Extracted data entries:
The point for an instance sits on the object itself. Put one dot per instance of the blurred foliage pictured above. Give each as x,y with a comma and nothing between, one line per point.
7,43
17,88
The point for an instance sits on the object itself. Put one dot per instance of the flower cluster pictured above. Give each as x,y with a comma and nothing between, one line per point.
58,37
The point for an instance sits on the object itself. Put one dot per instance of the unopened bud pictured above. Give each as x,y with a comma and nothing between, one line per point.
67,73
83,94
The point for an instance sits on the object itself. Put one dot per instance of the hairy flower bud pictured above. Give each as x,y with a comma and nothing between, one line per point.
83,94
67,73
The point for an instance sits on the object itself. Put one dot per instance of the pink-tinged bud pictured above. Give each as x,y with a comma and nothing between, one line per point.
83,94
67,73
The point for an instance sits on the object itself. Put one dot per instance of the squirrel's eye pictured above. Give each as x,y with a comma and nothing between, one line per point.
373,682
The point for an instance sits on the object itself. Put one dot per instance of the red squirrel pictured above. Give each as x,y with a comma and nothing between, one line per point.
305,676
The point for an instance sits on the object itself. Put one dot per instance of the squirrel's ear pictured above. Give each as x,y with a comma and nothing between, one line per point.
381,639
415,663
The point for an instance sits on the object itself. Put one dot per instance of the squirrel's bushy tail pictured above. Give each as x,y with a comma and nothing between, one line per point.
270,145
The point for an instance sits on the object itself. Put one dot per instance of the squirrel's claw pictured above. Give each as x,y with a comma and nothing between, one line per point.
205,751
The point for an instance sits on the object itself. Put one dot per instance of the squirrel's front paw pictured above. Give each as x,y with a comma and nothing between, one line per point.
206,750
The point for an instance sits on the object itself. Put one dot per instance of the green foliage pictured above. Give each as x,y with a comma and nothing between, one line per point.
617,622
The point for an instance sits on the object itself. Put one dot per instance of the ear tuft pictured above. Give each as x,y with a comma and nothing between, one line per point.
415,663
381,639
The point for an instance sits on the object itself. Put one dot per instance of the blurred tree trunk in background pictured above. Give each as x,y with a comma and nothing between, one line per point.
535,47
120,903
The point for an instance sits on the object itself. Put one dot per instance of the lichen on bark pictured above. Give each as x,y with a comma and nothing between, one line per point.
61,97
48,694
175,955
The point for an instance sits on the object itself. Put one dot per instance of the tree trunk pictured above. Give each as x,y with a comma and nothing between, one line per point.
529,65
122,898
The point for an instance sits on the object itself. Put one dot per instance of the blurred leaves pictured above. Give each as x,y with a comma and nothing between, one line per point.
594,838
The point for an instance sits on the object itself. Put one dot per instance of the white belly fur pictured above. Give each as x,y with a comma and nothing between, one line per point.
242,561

SHORT PROBLEM: Copy these lines word for word.

EXERCISE RESPONSE:
The point for an instance sits on the object itself. Put one dot per instance of the blurred foliage pictured above. Give each as x,y with a comma and nothing between, one line per point.
7,43
17,88
The point for an instance sits on the object itself. Put one dot per instance of the flower cluster pictured above. Give each as x,y with a comma and nothing between, one line per point.
58,37
The point for an instance sits on the object itself. Put one dot per instance of the unopened bud pictured above. Give each as x,y with a comma and nothing between, one line per point.
67,73
83,94
The point for an instance sits on the object itself. Put one dot per instance of the hairy flower bud pictured above. Give each as x,y with a comma and nothing between, one line per point.
83,94
67,73
The point for an instance sits on the object itself. Put one dot per instance of the pink-tinged bud pictured above. Give each as x,y with a comma and nothing between, one line per point.
83,94
67,73
The point for an instance sits on the object itself. Put one dot per instance of the squirrel's eye pictured above. Give each as x,y with a comma and nothing between, one line per point.
373,682
The point for an instance sits on the object itself. Put one dot per instance of the red squirrel pictured above. Give each as x,y with a comma and nothing between, one line per point.
305,676
The point for an instance sits on the object itself. Put one dot per instance of the squirrel's ear pictured above. Give each as x,y with a comma and nothing between, one line per point.
381,639
415,663
The point for an instance sits on the object itself. Put one dot per instance of the squirrel's bushy tail pictured above. Give each as x,y with a comma and nothing between, one line per point.
270,145
The point for an instance sits on the object itself. Put one dot per instance of the squirrel's claw pictured above. Give each as x,y with a comma and nothing between, one line per point.
205,751
The point for an instance sits on the object itself. Put one dot per instance of the squirrel's front paw pictured above. Give each as x,y with a comma and nothing between, one line per point.
206,750
The point for an instance sits on the object itself. Put one dot per instance of the green foliage pictured above. Give each as x,y with a comma and nothing between, one line per point.
617,622
The point for an instance sits on the object itself. Put one dot per instance of the ear tuft pictured above. Give each as x,y with a comma and nothing between, one line per point.
415,663
381,639
The point for an instance sits on the object itself. Put one dot per instance of the blurred tree trunk in background pictured above. Give each as x,y with a comma and nothing between, one line per point.
535,47
120,903
The point for an instance sits on the object itself. Put one dot per instance of the lichen on bark pictured above. Give each as x,y with a comma and nothing between, one line per point.
61,97
48,694
175,955
The point for an instance sits on the object itself. Put one dot per instance of the tree trunk pictured above. Give each as x,y with a comma and nothing between, one line per point.
529,65
122,898
The point for an instance sits on the object itself. Put one dot per instance of the blurred leaves pictured above. Give each as x,y with a comma and nothing between, one line per point.
594,838
The point for an instance sits on the object itself. Put one dot per instance of the white belly fur pictured above. Give each as x,y with a comma and nothing between, one line per point.
242,561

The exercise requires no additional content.